| Text block |
= Network of European Regions Using Space Technologies =

International non-profit association

The Network of European Regions Using Space Technologies or NEREUS is an international non-profit association. It was created in April 2008 and established under Belgian law. Its registered office is in Brussels, Belgium. The objective of NEREUS is to explore the benefits of space technologies for the European Regions and their citizens, and contribute to spread their applications.

NEREUS is financially independent and only funded by the yearly membership fees of its members. There are two possible memberships: Full member (European Regions) and Associate Member (companies, universities and other organisations).

| Records for processing |
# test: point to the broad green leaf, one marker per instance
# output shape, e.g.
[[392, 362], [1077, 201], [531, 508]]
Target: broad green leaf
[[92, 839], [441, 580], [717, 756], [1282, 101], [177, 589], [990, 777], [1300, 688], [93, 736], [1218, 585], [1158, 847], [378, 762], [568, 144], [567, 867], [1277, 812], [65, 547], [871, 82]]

| Brief 1 |
Please rewrite the entry above, swapping "broad green leaf" for "wide leaf" and leaving everything else unchanged.
| Brief 2 |
Extend the text on the Network of European Regions Using Space Technologies, starting after its last sentence.

| Result 1 |
# test: point to the wide leaf, one marker per instance
# output shape, e.g.
[[392, 362], [1077, 201], [531, 508]]
Target: wide leaf
[[92, 839], [441, 580], [717, 756], [1282, 101], [177, 589], [990, 777], [1300, 688], [93, 736], [1218, 585], [1158, 847], [378, 762], [568, 144], [567, 867], [1277, 812], [65, 547], [871, 82]]

| Result 2 |
==Full Members==
The following European Regions are Full Members of NEREUS:

BEL:
- Walloon Region
FRA:
- Aquitaine
- Brittany
- French Guiana
- Midi-Pyrénées
- Provence-Alpes-Côte d'Azur
GER:
- Baden-Württemberg
- Bavaria
- Brandenburg
- Free Hanseatic City of Bremen
- Hesse
ITA:
- Abruzzo
- Apulia
- Basilicata
- Lazio
- Lombardia
- Tuscany
- Veneto

NLD:
- Province of South Holland
POL:
- Mazowieckie Voivodeship
POR:
- Azores
ESP:
- Andalusia
- Region of Madrid
GRB:
- East Midlands

==Associate Members==

The following organisations are Associate Members of NEREUS:

- AIPAS - Associazione delle Imprese per le Attività Spaziali
- Airbus Defence and Space
- ALTEC S.p.A. - Advanced Logistics Technology Engineering Center
- Compagnia Generale per lo Spazio CGS S.p.A.
- CEREMA - Centre d’études et d’expertise sur les risques, l’environnement, la mobilité et l’aménagement
- CNES - Centre national d'études spatiales
- CVARG - Centro de Vulcanologia e Avaliação de Riscos Geológicos
- CISAS - Centro di Ateneo di Studi e Attività Spaziali "Giuseppe Colombo"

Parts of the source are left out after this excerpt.